TEXTE PRÉSENTÉ →
━━━━━━━━━━━━━━━━━━━━

L'étude qui présente ces résultats est publiée (en libre accès) dans le Journal of Exotic Pet Medicine, par des vétérinaires universitaires américains (Université du Wisconsin à Madison).

Mesure du temps de réaction à un stimulus douloureux

Ses auteurs constatent en effet que le tramadol est souvent utilisé comme analgésique chez les petits mammifères, mais que des études sur son efficacité et sa sécurité d'emploi n'ont été menées que chez le rat, la souris et le lapin (sans effet probant chez ce dernier). Il est habituellement recommandé à la dose de 5 à 40 mg/kg, par voie orale ou parentérale.

Cette étude expérimentale avait donc pour objectif d'évaluer l'effet antinociceptif et la tolérance du tramadol chez le chinchilla, en soumettant l'animal à un stimulus douloureux (test plantaire : plaque chaude appliquée sur une patte arrière). La molécule était administrée par voie sous-cutanée à différents dosages. Et l'expérimentateur mesurait le temps que mettait le sujet à retirer sa patte de la source de chaleur, à 0, 2, 4 et 8 heures après traitement.

17 chinchillas adultes (âgés de 1 à 2 ans) ont été inclus. Ils étaient en bon état de santé et ont bénéficié d'une période d'acclimatation d'au moins 15 jours à leur nouvel environnement (bonnes conditions de vie, en cages individuelles) avant de débuter l'étude.

Les écarts n'atteignent pas le seuil de significativité

L'efficacité du tramadol (préparé en solution injectable dosée à 50 mg/ml) a été testée à des doses de 10, 20 et 40 mg/kg. Une étude pilote préalable a effectivement montré l'apparition de troubles neurologiques (tremblements, fasciculations musculaires) à partir de 60 mg/kg (signes débutant 5 minutes après l'administration et régressant spontanément en 30 à 45 minutes).

Les chinchillas du groupe contrôle recevaient 0,4 ml/kg de solution saline, par injection sous-cutanée également. Et pendant 2 semaines avant le début de l'expérimentation, des tests plantaires avaient été réalisés afin de déterminer le temps de retrait de référence (sans traitement).

Les résultats sont donc assez décevants : « le tramadol n'entraîne pas d'effet significatif sur le délai avant le retrait de la patte, à aucune des doses testées, par comparaison au groupe contrôle et aux valeurs de références ».  Une augmentation presque significative est seulement observée avec le dosage le plus élevé (40 mg/kg), 1 et 2 heures après administration (voir figure ci-dessous).

Délai moyen de réaction à un stimulus nociceptif thermique (retrait de la patte) chez 17 chinchillas traités par le tramadol par voie sous-cutanée à la dose de 10, 20 ou 40 mg/kg (TRM 10, TRM 20, TRM 40) ou recevant une solution saline (groupe contrôle).

━━━━━━━━━━━━━━━━━━━━

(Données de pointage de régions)
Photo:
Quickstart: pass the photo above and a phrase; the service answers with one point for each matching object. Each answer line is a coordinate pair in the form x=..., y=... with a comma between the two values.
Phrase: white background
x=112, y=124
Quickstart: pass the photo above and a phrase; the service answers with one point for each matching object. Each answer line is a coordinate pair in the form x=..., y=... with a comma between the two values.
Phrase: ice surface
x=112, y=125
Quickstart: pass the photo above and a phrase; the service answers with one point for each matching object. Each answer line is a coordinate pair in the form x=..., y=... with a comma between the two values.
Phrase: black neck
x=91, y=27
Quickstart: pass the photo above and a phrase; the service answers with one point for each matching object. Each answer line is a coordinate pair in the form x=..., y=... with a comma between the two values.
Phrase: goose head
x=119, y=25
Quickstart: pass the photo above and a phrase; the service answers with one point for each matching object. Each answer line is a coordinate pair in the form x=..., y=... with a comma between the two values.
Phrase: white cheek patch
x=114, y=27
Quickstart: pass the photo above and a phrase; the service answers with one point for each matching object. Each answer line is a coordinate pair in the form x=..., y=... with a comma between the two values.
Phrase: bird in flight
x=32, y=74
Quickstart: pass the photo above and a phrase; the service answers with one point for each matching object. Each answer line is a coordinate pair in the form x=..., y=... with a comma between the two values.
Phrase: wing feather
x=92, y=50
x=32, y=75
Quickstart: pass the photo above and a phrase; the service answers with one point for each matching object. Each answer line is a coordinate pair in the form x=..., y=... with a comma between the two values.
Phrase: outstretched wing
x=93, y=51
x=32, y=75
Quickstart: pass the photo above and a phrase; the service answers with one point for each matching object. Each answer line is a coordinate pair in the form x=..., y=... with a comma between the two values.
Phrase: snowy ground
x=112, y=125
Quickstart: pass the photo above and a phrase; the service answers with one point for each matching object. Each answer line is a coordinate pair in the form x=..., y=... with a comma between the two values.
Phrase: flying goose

━━━━━━━━━━━━━━━━━━━━

EXERCICE →
Rédigez la suite du texte sur le tramadol chez le chinchilla, en reprenant après sa dernière phrase.

CORRIGÉ →
En ordonnée : variation du délai (en seconde) par comparaison au temps de référence. En abscisse : temps après administration (en heures). Source : Evenson and Mans. Journal of Exotic Pet Medicine, 2019.

 

Les auteurs de l'étude concluent ainsi sur l'absence d'effet antinociceptif du tramadol dans leur modèle. Il reste toutefois possible, selon eux, que celui-ci surestime la dose nécessaire pour procurer une analgésie contre d'autres douleurs (chirurgicales notamment).

Des effets digestifs dès 20 mg/kg

En termes d'innocuité, le risque d'effets indésirables pour une espèce de rongeurs comme le chinchilla est surtout digestif : diminution de la motilité du tractus gastro-intestinal et stase digestive. Dans d'autres espèces, l'administration de tramadol a également été parfois associée à une agitation, des tremblements, une mydriase.

Cette nouvelle étude montre comme attendu que le tramadol est associé à des effets digestifs. Le poids, la prise alimentaire et l'émission de fèces étaient enregistrés le jour précédant le traitement, puis suivis pendant 6 jours. Quelques différences significatives ont alors été notés, à savoir une diminution de l'appétit et du transit intestinal, pour les dosages à 20 et 40 mg/kg, relativement modérés et passagers (pendant 24 à 48h). Aucun autre effet secondaire, nerveux notamment, n'est survenu.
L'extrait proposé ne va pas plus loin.